Even if you’re not interested in cars, there’s something electrifying about speaking with a true fanatic. Obsession is not necessarily contagious, but the energy that kind of single-minded love generates is impossible to ignore, particularly when the evidence physically surrounds you, like it does at Goldenrod Garage. There are three barns filled with cars (including a reinforced second floor, which is also lined with cars), cars sitting in overgrown fields, cars parked along the side of the garage, and cars in the driveway. There is a big Esso sign hanging over the entrance to one garage, and a recreation of the Bangor gas station where Martin worked as a teenager. He has rooms filled with car parts, piles of hubcaps, stacks and stacks of wheels. He estimates that he owns approximately 300 cars, but the number is constantly changing.

(Excerpts from the segmentation records)
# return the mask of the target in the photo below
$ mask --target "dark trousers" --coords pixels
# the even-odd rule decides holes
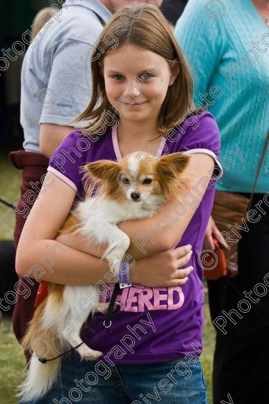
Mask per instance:
[[[17,203],[17,210],[15,212],[16,224],[14,231],[14,241],[17,248],[19,240],[22,231],[24,223],[27,219],[27,207],[30,210],[36,199],[35,196],[38,195],[38,190],[42,187],[41,178],[46,174],[47,168],[49,164],[49,160],[42,155],[26,152],[24,150],[18,150],[11,152],[10,157],[13,165],[19,169],[22,169],[22,180],[20,185],[20,197],[19,202]],[[32,182],[32,185],[31,184]],[[34,185],[33,185],[34,184]],[[30,193],[27,191],[31,192]],[[29,268],[30,270],[30,268]],[[17,294],[17,300],[15,303],[13,314],[13,326],[14,334],[19,342],[21,342],[28,322],[32,319],[34,312],[34,304],[38,293],[39,283],[34,279],[31,279],[32,284],[29,284],[28,281],[24,280],[27,286],[31,290],[29,296],[24,299],[23,291],[24,280],[19,277],[20,283],[18,286],[19,291],[21,290],[22,294]],[[28,351],[26,351],[25,356],[26,361],[31,358]]]
[[[225,327],[221,319],[217,322],[220,327],[215,327],[214,404],[222,400],[269,403],[269,275],[264,279],[269,272],[269,197],[268,205],[260,205],[265,213],[255,208],[263,196],[256,194],[251,207],[258,211],[253,218],[259,214],[261,219],[247,224],[249,231],[243,231],[238,242],[239,274],[208,281],[212,320],[218,316],[227,320]],[[252,293],[246,297],[244,291],[247,296]],[[241,302],[243,300],[248,303]]]

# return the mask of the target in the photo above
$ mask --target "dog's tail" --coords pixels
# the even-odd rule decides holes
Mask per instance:
[[[60,339],[60,336],[56,332],[58,327],[55,324],[60,323],[59,316],[62,314],[60,311],[63,306],[60,304],[60,289],[62,287],[61,285],[49,286],[52,293],[49,294],[35,310],[23,339],[24,349],[28,349],[33,353],[27,378],[17,388],[17,396],[22,402],[44,396],[57,379],[60,358],[54,358],[60,355],[66,348]],[[54,360],[42,363],[39,358]]]

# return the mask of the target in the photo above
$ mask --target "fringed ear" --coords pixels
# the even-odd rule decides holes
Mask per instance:
[[[83,166],[86,196],[92,197],[96,192],[99,193],[101,187],[104,189],[115,190],[117,186],[117,176],[120,172],[118,162],[111,160],[99,160],[89,163]]]
[[[190,160],[190,157],[181,153],[165,155],[157,162],[156,170],[161,179],[161,186],[167,198],[179,194],[179,188],[186,189],[188,182],[182,176]]]
[[[99,160],[89,163],[84,166],[84,169],[92,178],[101,181],[117,178],[120,171],[119,164],[111,160]]]

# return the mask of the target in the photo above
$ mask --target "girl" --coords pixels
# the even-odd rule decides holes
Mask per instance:
[[[209,113],[195,110],[184,55],[156,6],[117,12],[91,58],[92,98],[79,117],[90,124],[84,133],[70,133],[50,160],[54,182],[41,191],[24,226],[17,273],[63,284],[109,283],[108,265],[99,259],[106,246],[86,247],[72,238],[74,250],[65,245],[67,237],[54,241],[76,194],[84,194],[79,168],[87,162],[120,160],[138,150],[156,157],[185,152],[191,156],[190,189],[179,190],[181,202],[168,201],[152,218],[119,224],[133,240],[127,251],[132,286],[120,291],[108,332],[95,334],[104,318],[97,313],[83,335],[104,356],[86,362],[74,351],[65,355],[52,395],[39,402],[207,403],[198,358],[204,296],[197,258],[213,199],[218,126]],[[49,269],[38,274],[40,261]]]

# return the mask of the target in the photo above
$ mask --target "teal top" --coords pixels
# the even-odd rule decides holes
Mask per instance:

Short problem >> Please retype the passage above about Goldenrod Garage word for word, starting with "Even if you’re" and going on through "is constantly changing.".

Written solution >>
Even if you’re not interested in cars, there’s something electrifying about speaking with a true fanatic. Obsession is not necessarily contagious, but the energy that kind of single-minded love generates is impossible to ignore, particularly when the evidence physically surrounds you, like it does at Goldenrod Garage. There are three barns filled with cars (including a reinforced second floor, which is also lined with cars), cars sitting in overgrown fields, cars parked along the side of the garage, and cars in the driveway. There is a big Esso sign hanging over the entrance to one garage, and a recreation of the Bangor gas station where Martin worked as a teenager. He has rooms filled with car parts, piles of hubcaps, stacks and stacks of wheels. He estimates that he owns approximately 300 cars, but the number is constantly changing.